## EXERCISE INSTRUCTIONS
Rewrite the material from the line with "task: segment the ddr oval sticker" up to and including the line with "M39 49L11 42L11 78L12 88L39 92Z", changing "instance" to "occurrence" and leaving everything else unchanged. Omit the pictures from your answer.

·····

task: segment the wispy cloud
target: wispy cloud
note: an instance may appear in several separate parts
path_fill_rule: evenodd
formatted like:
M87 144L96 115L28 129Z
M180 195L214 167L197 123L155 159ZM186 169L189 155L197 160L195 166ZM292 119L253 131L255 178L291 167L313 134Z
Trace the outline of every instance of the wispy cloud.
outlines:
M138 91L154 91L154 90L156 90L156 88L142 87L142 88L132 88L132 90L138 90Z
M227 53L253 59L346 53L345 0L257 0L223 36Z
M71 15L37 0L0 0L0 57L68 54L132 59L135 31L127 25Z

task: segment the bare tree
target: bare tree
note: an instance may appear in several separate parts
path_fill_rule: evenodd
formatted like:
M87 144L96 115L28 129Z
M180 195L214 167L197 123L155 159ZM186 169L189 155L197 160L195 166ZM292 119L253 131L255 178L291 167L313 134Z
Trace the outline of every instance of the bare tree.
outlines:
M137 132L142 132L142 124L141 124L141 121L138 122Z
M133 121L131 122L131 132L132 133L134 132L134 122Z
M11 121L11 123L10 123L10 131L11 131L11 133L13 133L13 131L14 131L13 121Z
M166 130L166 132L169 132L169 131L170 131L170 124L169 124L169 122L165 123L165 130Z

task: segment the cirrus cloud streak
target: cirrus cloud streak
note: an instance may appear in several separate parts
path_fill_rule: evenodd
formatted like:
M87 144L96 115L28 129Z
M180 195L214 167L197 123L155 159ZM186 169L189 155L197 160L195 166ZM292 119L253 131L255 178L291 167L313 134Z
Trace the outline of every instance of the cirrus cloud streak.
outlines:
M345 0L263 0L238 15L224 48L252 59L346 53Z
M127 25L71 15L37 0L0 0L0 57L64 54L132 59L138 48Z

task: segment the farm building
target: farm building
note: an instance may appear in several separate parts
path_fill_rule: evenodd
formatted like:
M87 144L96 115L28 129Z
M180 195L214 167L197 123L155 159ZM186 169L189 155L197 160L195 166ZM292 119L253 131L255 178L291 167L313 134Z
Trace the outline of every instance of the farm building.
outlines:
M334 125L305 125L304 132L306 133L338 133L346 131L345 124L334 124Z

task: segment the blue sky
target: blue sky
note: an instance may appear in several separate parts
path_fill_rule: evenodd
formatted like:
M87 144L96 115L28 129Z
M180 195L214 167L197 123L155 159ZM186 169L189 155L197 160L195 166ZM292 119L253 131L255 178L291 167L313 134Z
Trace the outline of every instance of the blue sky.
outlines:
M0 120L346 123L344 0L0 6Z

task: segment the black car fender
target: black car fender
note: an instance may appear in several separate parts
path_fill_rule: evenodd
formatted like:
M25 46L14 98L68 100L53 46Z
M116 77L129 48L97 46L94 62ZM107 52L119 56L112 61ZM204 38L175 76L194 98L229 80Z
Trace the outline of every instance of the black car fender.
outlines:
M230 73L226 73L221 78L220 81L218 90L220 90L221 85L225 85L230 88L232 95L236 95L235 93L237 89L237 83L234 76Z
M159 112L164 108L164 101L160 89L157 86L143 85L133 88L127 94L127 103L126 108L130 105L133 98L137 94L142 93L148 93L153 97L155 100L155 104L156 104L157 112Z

·····

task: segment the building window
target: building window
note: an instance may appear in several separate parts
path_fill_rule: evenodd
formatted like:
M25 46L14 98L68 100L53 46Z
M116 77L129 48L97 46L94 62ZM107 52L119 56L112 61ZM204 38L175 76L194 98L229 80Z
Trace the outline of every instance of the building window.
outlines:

·····

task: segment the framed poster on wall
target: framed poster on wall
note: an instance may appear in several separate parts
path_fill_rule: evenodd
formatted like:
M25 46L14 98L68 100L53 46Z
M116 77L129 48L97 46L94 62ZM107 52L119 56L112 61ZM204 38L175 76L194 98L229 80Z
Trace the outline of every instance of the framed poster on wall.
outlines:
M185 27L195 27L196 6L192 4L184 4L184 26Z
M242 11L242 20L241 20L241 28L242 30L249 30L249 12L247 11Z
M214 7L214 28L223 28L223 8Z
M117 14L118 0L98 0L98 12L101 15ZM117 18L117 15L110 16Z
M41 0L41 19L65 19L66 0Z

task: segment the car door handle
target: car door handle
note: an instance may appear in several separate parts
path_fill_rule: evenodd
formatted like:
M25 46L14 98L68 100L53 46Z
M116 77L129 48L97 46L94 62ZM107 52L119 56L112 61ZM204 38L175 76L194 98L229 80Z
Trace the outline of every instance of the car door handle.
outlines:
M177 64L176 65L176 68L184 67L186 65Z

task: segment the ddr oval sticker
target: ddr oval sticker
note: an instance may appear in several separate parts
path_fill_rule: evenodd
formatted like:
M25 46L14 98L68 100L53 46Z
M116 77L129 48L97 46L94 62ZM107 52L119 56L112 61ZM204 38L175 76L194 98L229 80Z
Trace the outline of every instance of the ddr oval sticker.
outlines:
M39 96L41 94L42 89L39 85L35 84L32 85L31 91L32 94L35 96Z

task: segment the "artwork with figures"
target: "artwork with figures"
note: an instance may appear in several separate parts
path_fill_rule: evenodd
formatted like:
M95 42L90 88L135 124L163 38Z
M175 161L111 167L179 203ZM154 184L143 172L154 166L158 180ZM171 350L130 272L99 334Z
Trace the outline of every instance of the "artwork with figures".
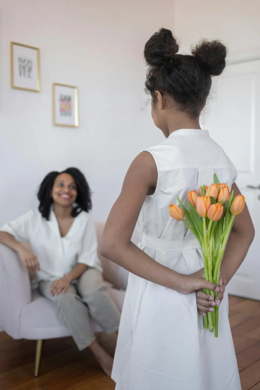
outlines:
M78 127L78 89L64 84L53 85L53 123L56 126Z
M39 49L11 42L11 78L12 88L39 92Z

·····

## FULL OUTPUT
task: segment the ddr oval sticker
target: ddr oval sticker
note: an occurrence may appear in several separate parts
path_fill_rule: evenodd
formatted like:
M25 46L14 98L68 100L53 46Z
M116 77L129 48L97 46L94 62ZM107 52L119 56L112 61ZM204 38L175 76L194 98L229 80Z
Trace the outline of every occurrence of the ddr oval sticker.
outlines:
M39 96L41 94L42 89L39 85L35 84L32 85L31 91L32 94L35 96Z

task: segment the "artwork with figures"
target: "artwork with figures"
note: an occurrence may appear in several separate parts
path_fill_rule: evenodd
formatted like:
M95 42L90 88L135 124L163 38Z
M175 161L111 167L179 203ZM154 184L143 172L154 166L158 180ZM171 350L130 272L99 334Z
Trace the outline of every occurrence of the "artwork with figures".
outlines:
M78 127L78 89L64 84L53 85L53 123L56 126Z
M39 49L11 42L11 78L12 88L39 92Z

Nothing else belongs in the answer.